(Coordinate annotation records)
____
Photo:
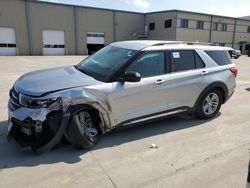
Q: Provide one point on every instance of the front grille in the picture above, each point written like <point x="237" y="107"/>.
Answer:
<point x="14" y="100"/>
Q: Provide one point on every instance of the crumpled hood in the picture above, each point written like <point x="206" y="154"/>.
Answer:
<point x="40" y="82"/>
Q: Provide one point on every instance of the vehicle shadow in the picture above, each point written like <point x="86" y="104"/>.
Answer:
<point x="12" y="155"/>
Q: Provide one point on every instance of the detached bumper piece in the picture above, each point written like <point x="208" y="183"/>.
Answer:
<point x="40" y="136"/>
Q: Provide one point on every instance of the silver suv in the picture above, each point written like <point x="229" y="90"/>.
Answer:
<point x="124" y="83"/>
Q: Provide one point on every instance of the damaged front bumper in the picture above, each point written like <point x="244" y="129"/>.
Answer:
<point x="41" y="129"/>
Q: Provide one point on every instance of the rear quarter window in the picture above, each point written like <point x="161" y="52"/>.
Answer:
<point x="220" y="57"/>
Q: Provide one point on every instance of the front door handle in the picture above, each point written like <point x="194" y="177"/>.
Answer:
<point x="160" y="81"/>
<point x="204" y="72"/>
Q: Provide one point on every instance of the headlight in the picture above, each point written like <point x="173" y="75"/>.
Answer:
<point x="35" y="102"/>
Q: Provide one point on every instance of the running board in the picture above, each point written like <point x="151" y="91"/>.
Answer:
<point x="155" y="116"/>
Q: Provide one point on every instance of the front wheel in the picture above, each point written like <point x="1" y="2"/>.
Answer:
<point x="82" y="131"/>
<point x="209" y="105"/>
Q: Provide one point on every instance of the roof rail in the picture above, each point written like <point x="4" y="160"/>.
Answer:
<point x="184" y="42"/>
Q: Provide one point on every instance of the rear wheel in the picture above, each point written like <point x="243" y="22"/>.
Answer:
<point x="209" y="105"/>
<point x="83" y="130"/>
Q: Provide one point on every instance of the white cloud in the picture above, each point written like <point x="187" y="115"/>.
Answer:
<point x="232" y="10"/>
<point x="141" y="3"/>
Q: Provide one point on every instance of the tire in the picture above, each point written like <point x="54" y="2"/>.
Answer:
<point x="210" y="104"/>
<point x="83" y="130"/>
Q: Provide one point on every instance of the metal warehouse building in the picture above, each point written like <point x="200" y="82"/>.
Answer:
<point x="29" y="27"/>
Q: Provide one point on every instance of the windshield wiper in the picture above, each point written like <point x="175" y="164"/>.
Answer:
<point x="83" y="70"/>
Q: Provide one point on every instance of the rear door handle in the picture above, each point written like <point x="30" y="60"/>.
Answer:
<point x="204" y="72"/>
<point x="160" y="81"/>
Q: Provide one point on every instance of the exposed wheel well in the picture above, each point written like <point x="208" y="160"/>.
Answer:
<point x="218" y="85"/>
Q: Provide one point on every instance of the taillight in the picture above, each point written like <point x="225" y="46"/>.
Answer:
<point x="234" y="70"/>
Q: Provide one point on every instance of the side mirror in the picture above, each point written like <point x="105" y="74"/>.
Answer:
<point x="131" y="77"/>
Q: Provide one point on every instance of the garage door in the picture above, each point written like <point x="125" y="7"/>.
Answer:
<point x="53" y="42"/>
<point x="7" y="41"/>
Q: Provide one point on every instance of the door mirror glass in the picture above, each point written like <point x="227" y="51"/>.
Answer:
<point x="131" y="76"/>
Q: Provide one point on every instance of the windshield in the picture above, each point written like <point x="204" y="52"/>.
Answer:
<point x="106" y="61"/>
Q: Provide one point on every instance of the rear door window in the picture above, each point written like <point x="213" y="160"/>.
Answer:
<point x="220" y="57"/>
<point x="184" y="60"/>
<point x="150" y="64"/>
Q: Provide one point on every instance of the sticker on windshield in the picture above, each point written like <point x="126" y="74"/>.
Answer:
<point x="176" y="55"/>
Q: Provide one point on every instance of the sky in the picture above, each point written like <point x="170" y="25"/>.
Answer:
<point x="232" y="8"/>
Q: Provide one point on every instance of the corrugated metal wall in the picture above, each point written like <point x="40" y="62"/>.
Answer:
<point x="12" y="14"/>
<point x="52" y="17"/>
<point x="92" y="20"/>
<point x="76" y="21"/>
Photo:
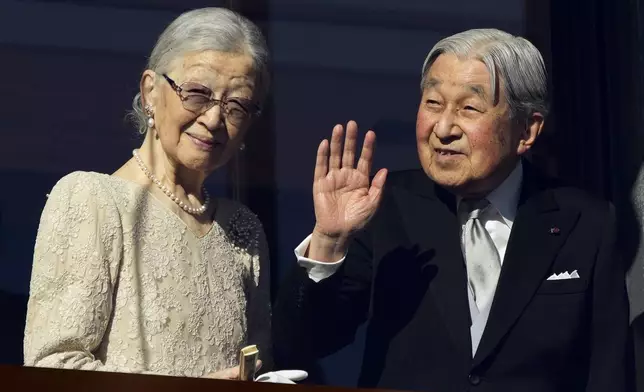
____
TASK TO COMPLETE:
Rewrite the entire listing with "every instance of" changed to "each instance of" wherever it occurs, keeping everything else the same. Leave the pictures out of your answer.

ANSWER TO THIS EXERCISE:
Photo:
Q: Provide one point on each instance of the front grille in the picture above, each point written like <point x="237" y="107"/>.
Answer:
<point x="14" y="100"/>
Q: Provide one point on each instance of the crumpled hood in the picture above, each point written like <point x="206" y="154"/>.
Answer:
<point x="40" y="82"/>
Q: Provide one point on each instance of the vehicle shadow in the picture above, each point written like <point x="86" y="104"/>.
Answer:
<point x="12" y="155"/>
Q: Provide one point on each instance of the detached bumper piece in the picture above, each point written like <point x="208" y="183"/>.
Answer:
<point x="40" y="136"/>
Q: Provide one point on each instance of the silver suv in the picture above, each point written like <point x="229" y="90"/>.
Answer:
<point x="124" y="83"/>
Q: Provide one point on each instance of the damaged front bumper in the picture above, each point written like <point x="244" y="129"/>.
Answer:
<point x="41" y="129"/>
Q: Provide one point on each instance of the rear quarter window in the picture above, each point written like <point x="161" y="52"/>.
Answer:
<point x="220" y="57"/>
Q: Provide one point on each instance of the front door handle in the picture above, each point written like <point x="194" y="177"/>.
Answer:
<point x="160" y="81"/>
<point x="204" y="72"/>
Q: Provide one point on each instance of the headlight in the picture above, each point written like <point x="173" y="75"/>.
Answer:
<point x="35" y="102"/>
Q: Provide one point on each instance of the running board in the picture above, each point written like <point x="151" y="91"/>.
Answer:
<point x="155" y="116"/>
Q: Provide one point on each instance of the front wheel in the picture above, each point written like <point x="1" y="2"/>.
Answer:
<point x="82" y="131"/>
<point x="209" y="105"/>
Q: Provide one point on each instance of the roof rail in the picture above, each point written like <point x="4" y="160"/>.
Answer:
<point x="184" y="42"/>
Q: Provide one point on each instance of the rear wheel in the picture above, each point written like <point x="243" y="22"/>.
Answer:
<point x="209" y="105"/>
<point x="83" y="130"/>
Q: Provide one point on each instance of the white cloud in the picture above, each point written like <point x="187" y="115"/>.
Answer:
<point x="232" y="10"/>
<point x="141" y="3"/>
Q: Provide one point on each instance of the tire in the picture above, each point written like <point x="54" y="2"/>.
Answer:
<point x="210" y="104"/>
<point x="83" y="130"/>
Q: Provide one point on each instance of the metal warehouse building in the picture above, each point written like <point x="200" y="82"/>.
Answer:
<point x="29" y="27"/>
Q: Provide one point on each instance of the windshield wiper in the picture above, each point written like <point x="175" y="164"/>.
Answer:
<point x="83" y="70"/>
Q: Provide one point on each instance of the rear door handle in the picture above, each point written like <point x="30" y="60"/>.
Answer:
<point x="204" y="72"/>
<point x="160" y="81"/>
Q: Provide one point on each instance of the exposed wheel well in the picture above, each point written like <point x="208" y="160"/>.
Answer:
<point x="218" y="85"/>
Q: Provide one point on each instance of the taillight in the picture above, each point written like <point x="225" y="46"/>.
Answer:
<point x="234" y="70"/>
Q: Provide one point on each instance of the side mirror in the picture above, each point written like <point x="105" y="74"/>.
Answer:
<point x="131" y="77"/>
Q: Provide one point on each instance of the garage door in the picture above, each point written like <point x="125" y="7"/>.
Answer:
<point x="53" y="42"/>
<point x="7" y="41"/>
Q: Provide one point on each instance of the door mirror glass in the picture above, each point written like <point x="227" y="51"/>.
Answer:
<point x="131" y="76"/>
Q: Provide one point on each instance of the windshield in the picture above, each point written like <point x="204" y="52"/>.
Answer:
<point x="106" y="61"/>
Q: Provide one point on each instance of the rear door window in the picture above, each point written like <point x="213" y="160"/>.
Answer:
<point x="220" y="57"/>
<point x="184" y="60"/>
<point x="150" y="64"/>
Q: Provide one point on each instance of the sticker on windshield in the picture above, each point written like <point x="126" y="74"/>.
Answer:
<point x="176" y="55"/>
Q: Provide one point on each instance of the sky in the picture above, each point written like <point x="170" y="25"/>.
Answer:
<point x="232" y="8"/>
Q: Provide one point on each instance of the corrugated metal wall in the picture above, each point written like <point x="40" y="62"/>.
Answer:
<point x="12" y="14"/>
<point x="52" y="17"/>
<point x="92" y="20"/>
<point x="76" y="21"/>
Photo:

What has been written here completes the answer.